(Items from a dataset)
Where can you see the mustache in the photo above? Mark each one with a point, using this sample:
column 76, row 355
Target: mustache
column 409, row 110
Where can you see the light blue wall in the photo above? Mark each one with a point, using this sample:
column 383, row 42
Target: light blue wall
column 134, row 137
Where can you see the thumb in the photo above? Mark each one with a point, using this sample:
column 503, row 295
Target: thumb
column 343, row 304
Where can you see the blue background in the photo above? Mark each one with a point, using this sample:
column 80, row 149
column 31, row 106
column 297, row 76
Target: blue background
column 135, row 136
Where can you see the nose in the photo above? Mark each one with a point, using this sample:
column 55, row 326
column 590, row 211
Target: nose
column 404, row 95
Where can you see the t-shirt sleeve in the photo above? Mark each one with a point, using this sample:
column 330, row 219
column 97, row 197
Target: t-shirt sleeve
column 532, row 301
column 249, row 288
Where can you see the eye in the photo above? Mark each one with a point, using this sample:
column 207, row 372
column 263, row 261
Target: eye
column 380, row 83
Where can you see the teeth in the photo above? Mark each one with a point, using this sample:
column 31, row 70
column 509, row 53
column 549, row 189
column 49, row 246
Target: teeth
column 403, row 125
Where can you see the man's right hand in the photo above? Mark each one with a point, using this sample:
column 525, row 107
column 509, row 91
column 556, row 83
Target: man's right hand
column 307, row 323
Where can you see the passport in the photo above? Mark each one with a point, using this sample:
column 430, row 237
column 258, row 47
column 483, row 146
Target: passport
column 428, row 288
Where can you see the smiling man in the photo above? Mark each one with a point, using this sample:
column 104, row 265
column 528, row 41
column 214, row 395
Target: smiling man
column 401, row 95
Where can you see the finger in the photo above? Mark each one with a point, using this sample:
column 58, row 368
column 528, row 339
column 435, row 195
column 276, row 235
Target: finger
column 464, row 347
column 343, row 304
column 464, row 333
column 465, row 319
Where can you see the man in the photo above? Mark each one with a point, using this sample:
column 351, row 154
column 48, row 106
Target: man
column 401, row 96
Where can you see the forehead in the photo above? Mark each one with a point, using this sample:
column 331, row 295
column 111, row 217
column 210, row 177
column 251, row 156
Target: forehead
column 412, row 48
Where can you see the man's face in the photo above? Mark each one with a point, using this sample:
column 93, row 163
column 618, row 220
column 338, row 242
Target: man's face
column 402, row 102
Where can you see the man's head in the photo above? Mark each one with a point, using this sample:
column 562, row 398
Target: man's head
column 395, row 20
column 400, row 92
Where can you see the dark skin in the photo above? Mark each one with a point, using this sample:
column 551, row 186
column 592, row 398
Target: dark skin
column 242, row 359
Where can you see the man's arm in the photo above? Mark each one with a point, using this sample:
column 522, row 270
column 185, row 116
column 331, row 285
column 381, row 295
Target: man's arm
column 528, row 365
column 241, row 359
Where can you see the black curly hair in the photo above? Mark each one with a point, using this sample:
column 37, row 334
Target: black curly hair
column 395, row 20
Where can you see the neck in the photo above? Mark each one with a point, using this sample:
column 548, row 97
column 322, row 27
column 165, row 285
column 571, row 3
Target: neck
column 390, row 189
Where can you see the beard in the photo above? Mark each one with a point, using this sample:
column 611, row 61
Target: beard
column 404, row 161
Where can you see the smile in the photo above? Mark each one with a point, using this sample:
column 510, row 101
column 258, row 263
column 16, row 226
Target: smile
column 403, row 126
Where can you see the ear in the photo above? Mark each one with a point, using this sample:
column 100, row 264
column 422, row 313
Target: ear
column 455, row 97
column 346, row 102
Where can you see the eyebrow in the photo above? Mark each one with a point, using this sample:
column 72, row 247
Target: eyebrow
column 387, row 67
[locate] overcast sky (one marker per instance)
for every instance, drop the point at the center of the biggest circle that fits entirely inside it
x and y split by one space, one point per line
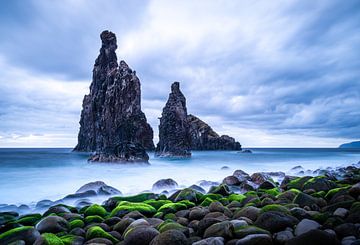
269 73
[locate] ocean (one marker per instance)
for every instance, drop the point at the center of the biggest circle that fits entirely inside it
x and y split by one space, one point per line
31 175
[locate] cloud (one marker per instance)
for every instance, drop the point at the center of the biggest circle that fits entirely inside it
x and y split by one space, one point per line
277 72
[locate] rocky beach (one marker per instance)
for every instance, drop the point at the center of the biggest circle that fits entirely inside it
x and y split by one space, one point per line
261 208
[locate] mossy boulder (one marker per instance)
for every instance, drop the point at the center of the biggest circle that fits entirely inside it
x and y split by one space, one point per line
222 189
98 232
297 183
212 196
206 202
125 207
50 239
172 207
93 219
76 223
95 209
319 183
157 203
170 225
188 194
274 207
25 233
236 197
72 239
30 219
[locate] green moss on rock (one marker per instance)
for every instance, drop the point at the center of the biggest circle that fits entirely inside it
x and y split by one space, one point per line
30 219
93 219
51 239
98 232
95 209
207 202
172 207
76 223
157 203
236 197
125 207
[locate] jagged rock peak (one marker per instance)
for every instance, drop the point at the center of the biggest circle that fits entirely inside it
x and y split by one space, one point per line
111 118
203 137
174 137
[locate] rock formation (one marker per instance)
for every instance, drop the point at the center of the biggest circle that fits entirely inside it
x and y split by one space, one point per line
174 137
203 137
112 123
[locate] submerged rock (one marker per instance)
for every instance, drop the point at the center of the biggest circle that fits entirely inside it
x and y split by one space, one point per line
203 137
111 115
174 135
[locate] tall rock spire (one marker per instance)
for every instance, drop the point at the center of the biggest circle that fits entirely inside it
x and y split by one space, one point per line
174 137
111 120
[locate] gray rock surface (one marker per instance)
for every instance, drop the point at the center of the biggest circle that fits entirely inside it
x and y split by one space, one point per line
111 115
203 137
174 135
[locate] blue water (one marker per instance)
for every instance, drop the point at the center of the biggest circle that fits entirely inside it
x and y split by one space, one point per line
30 175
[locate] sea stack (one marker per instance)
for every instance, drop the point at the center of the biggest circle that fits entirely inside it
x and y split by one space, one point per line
203 137
174 135
112 123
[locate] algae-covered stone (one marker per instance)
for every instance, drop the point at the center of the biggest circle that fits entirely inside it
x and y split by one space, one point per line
170 225
236 197
25 233
275 221
48 239
93 219
95 209
222 189
52 224
157 203
140 235
274 207
72 240
98 232
125 207
29 220
172 207
76 223
320 183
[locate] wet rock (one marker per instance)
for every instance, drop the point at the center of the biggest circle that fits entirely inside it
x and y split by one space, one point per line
254 239
203 137
223 229
314 237
275 221
173 237
99 187
165 184
52 224
306 225
25 233
174 134
211 241
283 236
112 113
140 235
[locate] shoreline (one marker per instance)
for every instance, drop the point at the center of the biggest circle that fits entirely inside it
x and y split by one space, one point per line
242 209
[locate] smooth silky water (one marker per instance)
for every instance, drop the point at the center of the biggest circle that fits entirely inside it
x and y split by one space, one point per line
31 175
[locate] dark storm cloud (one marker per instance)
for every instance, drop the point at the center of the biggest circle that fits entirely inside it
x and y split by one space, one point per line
280 70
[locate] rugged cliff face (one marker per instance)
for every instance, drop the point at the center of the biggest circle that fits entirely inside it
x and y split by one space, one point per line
174 137
111 118
203 137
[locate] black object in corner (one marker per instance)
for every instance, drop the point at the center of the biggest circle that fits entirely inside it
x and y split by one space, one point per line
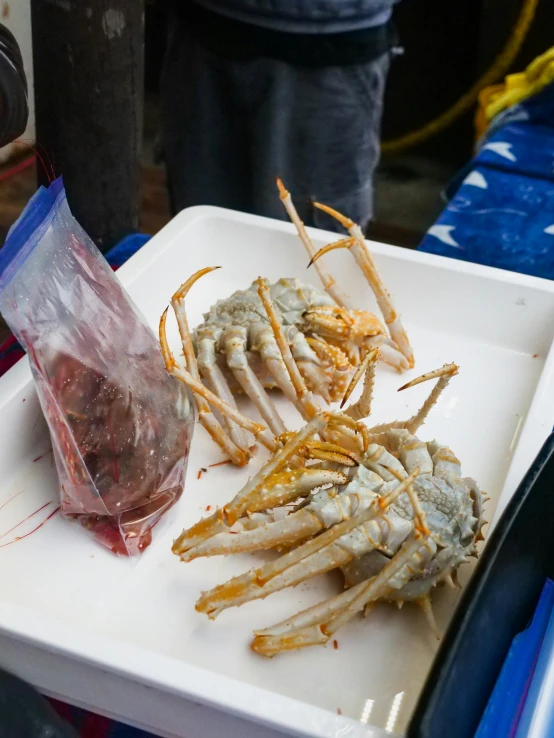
497 604
24 713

— Task instructions —
Rewrite the listing, starting at the line containing "[locate] black object" and ending at the end of the listing, as a two-column CSV with the headers input and output and one row per entry. Put each field in quotes, replace line breaks with spaces, and leave out the pictures.

— Final result —
input,output
"[locate] black object in corner (one marker per instance) for every instance, drop the point at the center of the biggest circle that fits entirely inside it x and y split by one space, one point per line","497 604 24 713"